(Input data)

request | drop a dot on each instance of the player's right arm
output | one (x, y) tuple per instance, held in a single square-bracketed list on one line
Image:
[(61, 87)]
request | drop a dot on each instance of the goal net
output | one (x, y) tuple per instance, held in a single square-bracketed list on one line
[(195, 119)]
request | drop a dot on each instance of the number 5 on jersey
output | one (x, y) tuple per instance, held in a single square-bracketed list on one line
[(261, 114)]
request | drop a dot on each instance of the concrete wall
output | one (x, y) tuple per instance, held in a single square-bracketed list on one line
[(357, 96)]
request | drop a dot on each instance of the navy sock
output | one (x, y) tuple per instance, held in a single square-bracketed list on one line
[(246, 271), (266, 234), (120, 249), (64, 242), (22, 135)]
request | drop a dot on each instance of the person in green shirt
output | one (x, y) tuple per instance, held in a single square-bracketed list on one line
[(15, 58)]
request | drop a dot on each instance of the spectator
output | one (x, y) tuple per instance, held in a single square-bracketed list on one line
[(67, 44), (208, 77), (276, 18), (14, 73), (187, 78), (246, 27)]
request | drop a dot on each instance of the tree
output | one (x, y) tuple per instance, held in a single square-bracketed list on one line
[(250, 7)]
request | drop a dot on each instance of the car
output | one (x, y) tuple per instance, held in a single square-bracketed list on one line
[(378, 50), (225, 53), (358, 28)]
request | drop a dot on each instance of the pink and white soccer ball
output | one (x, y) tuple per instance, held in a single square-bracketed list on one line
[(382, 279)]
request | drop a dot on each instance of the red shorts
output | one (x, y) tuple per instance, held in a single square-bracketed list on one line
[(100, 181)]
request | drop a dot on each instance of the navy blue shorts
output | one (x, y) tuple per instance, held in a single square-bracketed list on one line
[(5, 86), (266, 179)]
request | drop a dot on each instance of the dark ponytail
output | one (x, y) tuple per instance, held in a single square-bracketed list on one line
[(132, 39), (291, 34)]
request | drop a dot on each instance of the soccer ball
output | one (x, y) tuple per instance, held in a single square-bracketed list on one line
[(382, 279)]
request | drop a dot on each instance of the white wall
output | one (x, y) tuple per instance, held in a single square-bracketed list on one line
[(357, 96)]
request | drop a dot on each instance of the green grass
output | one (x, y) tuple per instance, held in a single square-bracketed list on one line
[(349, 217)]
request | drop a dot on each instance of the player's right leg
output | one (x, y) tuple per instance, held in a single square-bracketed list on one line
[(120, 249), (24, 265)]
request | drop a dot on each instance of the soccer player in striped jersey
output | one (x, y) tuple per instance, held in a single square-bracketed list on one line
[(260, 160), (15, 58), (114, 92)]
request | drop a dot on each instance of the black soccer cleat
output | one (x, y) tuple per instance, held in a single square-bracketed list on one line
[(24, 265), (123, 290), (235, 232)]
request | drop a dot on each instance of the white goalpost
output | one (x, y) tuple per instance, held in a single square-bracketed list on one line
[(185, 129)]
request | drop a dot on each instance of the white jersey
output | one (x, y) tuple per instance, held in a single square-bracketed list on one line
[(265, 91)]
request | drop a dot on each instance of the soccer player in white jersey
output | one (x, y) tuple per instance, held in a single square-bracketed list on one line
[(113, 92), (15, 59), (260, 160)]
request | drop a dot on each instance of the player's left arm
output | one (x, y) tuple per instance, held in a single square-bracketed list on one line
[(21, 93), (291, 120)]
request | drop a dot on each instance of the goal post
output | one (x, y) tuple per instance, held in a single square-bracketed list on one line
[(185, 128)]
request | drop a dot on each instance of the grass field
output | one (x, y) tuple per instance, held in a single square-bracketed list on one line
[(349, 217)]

* * *

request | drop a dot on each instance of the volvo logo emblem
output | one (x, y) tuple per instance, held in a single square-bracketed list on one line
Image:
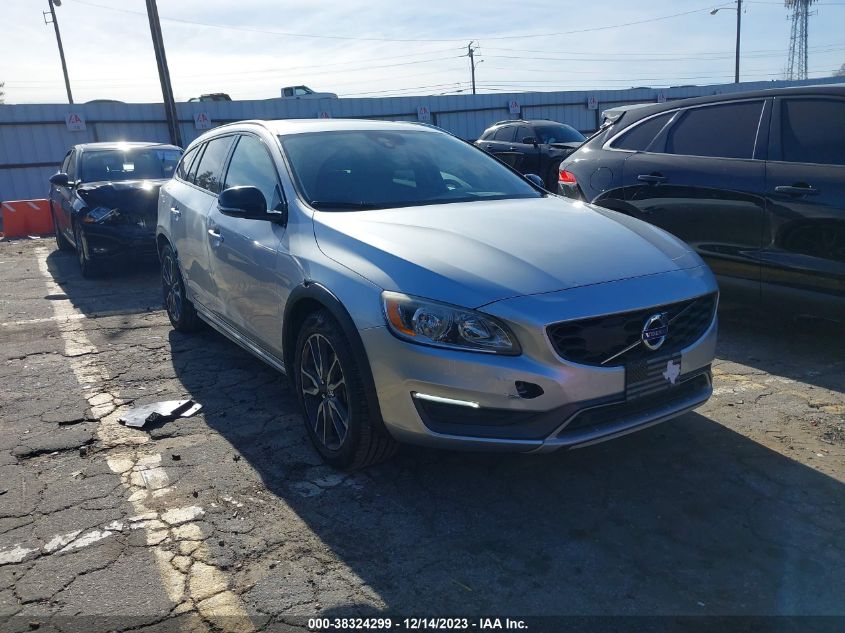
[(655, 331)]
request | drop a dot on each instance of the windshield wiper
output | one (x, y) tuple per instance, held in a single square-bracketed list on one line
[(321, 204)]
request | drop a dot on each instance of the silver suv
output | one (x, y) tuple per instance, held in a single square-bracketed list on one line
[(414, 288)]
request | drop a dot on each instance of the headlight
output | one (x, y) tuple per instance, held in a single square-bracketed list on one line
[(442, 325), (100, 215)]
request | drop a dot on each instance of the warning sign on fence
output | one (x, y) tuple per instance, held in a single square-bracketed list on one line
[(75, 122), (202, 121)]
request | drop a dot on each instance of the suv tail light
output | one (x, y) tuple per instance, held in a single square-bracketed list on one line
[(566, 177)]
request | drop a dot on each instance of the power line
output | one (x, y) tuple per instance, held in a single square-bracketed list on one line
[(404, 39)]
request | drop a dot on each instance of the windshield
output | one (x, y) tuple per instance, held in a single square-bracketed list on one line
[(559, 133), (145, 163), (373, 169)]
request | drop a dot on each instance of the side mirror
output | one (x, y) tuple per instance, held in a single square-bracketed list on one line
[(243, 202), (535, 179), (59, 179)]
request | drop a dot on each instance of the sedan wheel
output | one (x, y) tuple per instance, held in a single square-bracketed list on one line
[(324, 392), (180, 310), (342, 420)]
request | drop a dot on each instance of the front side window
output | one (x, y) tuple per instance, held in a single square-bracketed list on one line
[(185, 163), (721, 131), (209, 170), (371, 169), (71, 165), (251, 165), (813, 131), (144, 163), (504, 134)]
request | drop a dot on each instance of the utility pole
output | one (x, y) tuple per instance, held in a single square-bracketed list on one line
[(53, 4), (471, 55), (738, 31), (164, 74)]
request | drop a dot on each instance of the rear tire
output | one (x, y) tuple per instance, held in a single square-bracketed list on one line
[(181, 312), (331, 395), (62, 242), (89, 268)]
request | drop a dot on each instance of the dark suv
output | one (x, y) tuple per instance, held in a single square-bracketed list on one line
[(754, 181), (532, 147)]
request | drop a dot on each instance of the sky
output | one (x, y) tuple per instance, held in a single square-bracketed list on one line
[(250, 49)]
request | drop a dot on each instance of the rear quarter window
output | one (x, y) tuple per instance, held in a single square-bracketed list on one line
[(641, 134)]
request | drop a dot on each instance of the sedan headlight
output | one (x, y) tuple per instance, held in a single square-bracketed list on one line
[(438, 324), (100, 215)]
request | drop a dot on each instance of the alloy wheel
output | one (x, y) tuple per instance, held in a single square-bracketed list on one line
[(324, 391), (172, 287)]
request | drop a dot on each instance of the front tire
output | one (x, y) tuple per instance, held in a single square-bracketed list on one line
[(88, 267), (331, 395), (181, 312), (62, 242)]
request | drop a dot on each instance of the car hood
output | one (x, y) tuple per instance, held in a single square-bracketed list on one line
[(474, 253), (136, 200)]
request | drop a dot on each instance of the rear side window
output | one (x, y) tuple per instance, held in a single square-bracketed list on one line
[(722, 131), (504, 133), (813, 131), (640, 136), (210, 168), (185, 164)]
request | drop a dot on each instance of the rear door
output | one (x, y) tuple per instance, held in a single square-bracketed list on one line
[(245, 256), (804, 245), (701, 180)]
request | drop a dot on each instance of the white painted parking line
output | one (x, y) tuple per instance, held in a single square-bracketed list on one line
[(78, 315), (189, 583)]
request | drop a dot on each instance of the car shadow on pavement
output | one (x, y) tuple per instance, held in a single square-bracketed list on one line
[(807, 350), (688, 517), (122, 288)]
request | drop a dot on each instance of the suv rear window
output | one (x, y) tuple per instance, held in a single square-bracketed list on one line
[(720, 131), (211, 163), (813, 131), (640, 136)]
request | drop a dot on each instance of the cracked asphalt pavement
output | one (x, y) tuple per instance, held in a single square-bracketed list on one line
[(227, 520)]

(Exercise aim) Extract the lines of the listing exactly as they appear, starting at the line that contains "the sedan wheel" and ending at the line that contains "[(641, 134)]", both included.

(Solution for this exercise)
request | drop a dot on each instance of the sedan wheel
output | one (x, y) tuple per instance, held in a single square-bracketed list on one line
[(324, 392), (180, 310), (342, 420)]
request | drop a dot on each instance of the front side window
output | one (x, y) tuple per instance, held in a single square-bracketed list on one line
[(185, 163), (721, 131), (209, 170), (371, 169), (71, 165), (251, 165), (813, 131), (144, 163), (504, 134)]
request | drop a dot on each instance of the utility pole
output | one (x, y) tuple per instance, held in a single square-bracketed list on one line
[(53, 4), (471, 55), (738, 31), (164, 74)]
request | drop a dot on each instance of the rear tire
output | one (x, y) tuple per instance, held in a single square-bracketed list on one line
[(181, 312), (331, 395), (62, 242), (89, 268)]
request | drop a dot on each instance of the dark suv
output | one (x, y) tuple per instance, held in a single square-bracketed list on one line
[(754, 181), (532, 147)]
request | drop a dot on each instance of the sky
output | one (x, y) tuple per instance, held in a single square-bracketed list on one line
[(250, 49)]
request | drop a dot on each instance of the rear quarter window
output | one (x, y) tuple per instance, held in a single square-bracketed list on one line
[(641, 134)]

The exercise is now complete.